- TASK PROMPT -
The expected response is a copy of every line in the entries below that includes the word "window".

- SOURCE DATA -
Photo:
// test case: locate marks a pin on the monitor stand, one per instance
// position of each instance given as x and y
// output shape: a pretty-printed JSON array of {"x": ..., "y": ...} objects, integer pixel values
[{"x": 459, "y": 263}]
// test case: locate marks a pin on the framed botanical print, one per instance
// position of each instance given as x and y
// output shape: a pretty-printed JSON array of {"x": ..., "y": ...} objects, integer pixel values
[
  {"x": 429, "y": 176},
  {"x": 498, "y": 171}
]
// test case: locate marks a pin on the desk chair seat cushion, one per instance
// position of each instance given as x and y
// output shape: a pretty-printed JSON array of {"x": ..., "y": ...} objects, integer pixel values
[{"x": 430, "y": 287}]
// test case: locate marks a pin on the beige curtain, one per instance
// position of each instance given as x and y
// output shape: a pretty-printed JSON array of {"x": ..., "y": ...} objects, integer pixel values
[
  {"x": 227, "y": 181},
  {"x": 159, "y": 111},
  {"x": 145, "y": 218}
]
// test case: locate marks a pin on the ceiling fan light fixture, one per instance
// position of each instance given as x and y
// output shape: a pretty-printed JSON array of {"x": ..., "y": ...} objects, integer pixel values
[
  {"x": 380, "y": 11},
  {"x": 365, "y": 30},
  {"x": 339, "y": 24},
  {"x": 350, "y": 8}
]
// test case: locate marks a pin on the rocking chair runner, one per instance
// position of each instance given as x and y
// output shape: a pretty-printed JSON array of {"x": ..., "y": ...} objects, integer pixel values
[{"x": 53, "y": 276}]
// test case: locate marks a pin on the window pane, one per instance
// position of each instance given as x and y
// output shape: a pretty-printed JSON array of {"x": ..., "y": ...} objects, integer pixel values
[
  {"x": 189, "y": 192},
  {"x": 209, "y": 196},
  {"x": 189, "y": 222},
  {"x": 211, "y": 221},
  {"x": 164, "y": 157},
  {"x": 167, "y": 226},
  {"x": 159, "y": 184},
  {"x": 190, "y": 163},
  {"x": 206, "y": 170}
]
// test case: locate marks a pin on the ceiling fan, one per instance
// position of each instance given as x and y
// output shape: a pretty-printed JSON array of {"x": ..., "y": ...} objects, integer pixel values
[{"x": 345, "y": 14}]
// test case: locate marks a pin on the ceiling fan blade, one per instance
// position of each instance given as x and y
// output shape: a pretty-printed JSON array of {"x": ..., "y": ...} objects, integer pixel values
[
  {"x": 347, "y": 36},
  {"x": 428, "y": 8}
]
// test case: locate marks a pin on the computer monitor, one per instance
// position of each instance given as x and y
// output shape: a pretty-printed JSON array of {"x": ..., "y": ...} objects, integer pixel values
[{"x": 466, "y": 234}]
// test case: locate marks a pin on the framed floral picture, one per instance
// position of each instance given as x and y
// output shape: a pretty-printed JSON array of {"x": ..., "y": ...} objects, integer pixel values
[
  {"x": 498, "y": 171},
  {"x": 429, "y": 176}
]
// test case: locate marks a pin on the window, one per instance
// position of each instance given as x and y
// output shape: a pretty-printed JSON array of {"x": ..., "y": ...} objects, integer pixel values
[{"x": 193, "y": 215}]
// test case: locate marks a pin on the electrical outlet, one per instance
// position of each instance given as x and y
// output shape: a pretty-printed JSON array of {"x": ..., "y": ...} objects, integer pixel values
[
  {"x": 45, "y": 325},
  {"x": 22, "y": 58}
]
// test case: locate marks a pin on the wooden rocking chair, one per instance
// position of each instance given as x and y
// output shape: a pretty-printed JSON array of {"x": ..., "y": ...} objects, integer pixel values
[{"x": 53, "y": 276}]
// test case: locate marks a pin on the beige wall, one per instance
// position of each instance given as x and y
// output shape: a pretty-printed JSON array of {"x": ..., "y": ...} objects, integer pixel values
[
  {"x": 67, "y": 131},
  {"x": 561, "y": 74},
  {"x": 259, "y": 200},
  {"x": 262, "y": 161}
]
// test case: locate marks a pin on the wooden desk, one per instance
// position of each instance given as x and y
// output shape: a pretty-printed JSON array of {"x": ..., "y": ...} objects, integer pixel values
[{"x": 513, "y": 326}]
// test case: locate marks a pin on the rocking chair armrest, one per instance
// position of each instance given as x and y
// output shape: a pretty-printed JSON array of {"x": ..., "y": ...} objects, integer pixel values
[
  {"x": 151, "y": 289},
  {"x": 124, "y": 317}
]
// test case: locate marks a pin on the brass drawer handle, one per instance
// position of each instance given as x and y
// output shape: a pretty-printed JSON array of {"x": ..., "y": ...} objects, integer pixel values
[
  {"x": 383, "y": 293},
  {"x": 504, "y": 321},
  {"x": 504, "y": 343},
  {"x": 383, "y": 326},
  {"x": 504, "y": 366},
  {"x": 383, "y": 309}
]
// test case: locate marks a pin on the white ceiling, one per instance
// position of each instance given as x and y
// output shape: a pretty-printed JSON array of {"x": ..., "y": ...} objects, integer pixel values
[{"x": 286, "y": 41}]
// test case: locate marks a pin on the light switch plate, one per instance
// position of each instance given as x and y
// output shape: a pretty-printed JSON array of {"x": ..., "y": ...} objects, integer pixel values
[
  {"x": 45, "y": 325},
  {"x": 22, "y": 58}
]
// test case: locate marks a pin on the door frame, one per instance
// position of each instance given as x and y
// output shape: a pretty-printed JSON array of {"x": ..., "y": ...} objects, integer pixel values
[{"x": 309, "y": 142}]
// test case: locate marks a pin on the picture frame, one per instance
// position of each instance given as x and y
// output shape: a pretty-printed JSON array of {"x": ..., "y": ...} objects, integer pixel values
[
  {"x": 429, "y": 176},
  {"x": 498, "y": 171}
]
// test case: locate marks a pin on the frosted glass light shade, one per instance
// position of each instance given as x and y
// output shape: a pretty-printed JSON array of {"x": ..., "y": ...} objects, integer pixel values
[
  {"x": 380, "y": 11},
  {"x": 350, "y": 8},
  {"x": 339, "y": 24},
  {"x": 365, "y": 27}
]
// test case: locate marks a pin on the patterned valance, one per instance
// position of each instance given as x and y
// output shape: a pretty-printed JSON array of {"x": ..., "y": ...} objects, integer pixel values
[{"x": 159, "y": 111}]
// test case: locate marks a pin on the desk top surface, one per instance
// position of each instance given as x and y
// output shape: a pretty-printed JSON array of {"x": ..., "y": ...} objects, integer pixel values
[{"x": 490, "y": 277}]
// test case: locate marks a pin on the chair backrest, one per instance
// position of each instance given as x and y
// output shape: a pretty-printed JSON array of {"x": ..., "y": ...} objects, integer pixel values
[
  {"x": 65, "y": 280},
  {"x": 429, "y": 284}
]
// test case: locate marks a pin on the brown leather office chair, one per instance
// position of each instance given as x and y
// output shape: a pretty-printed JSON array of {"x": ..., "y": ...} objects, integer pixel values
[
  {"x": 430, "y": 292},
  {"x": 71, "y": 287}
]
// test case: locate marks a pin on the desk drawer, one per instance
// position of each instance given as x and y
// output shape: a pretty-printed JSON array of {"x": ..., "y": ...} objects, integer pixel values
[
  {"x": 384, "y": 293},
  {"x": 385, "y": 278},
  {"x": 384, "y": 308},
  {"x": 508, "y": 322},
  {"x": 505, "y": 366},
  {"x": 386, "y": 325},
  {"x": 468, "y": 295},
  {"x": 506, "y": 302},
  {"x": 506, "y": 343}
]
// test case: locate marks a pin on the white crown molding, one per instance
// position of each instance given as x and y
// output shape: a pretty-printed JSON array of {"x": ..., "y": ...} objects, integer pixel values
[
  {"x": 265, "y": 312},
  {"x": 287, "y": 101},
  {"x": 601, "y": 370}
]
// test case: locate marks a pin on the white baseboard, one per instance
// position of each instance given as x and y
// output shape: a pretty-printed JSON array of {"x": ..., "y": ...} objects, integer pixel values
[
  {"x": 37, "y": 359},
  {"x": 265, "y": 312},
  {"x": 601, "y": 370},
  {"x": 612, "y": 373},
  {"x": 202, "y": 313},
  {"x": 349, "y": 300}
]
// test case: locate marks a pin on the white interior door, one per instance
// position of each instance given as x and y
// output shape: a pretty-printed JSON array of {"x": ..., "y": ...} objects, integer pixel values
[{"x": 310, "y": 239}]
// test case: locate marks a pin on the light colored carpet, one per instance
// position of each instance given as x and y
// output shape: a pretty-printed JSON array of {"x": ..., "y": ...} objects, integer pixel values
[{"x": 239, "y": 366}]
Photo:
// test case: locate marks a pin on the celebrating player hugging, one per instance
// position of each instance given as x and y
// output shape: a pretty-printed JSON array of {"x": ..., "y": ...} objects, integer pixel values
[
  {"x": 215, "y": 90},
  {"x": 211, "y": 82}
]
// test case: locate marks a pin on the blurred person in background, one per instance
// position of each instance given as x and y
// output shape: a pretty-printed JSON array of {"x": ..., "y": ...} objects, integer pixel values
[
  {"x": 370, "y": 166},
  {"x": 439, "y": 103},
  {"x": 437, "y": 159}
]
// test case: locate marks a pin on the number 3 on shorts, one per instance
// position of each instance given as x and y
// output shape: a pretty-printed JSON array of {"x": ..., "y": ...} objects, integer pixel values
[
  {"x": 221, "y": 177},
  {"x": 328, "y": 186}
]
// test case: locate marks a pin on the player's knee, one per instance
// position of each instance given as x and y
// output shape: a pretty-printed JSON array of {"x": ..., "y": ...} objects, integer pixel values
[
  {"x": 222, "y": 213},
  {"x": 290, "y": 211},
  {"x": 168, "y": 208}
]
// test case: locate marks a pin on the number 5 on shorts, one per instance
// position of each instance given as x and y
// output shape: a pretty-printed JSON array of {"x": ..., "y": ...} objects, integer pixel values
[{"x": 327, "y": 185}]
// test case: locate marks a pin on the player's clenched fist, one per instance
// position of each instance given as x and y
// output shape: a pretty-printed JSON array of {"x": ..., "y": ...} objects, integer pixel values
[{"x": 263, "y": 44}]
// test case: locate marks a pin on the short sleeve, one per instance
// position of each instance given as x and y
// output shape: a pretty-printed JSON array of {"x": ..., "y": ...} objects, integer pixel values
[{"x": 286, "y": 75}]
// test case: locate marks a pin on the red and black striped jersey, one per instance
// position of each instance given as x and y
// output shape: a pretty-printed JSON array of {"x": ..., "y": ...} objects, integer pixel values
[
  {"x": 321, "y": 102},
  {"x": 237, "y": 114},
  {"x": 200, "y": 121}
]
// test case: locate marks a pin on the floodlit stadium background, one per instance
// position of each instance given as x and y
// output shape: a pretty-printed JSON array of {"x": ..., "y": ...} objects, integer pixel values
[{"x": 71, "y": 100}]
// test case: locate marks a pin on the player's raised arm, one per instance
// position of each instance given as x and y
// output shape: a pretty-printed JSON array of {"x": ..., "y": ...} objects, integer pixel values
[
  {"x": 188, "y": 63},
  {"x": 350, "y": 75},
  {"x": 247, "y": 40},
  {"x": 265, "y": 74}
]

- ANSWER BOX -
// test case: locate marks a pin on the window pane, one per instance
// test case: locate marks a pin on the window, one per instance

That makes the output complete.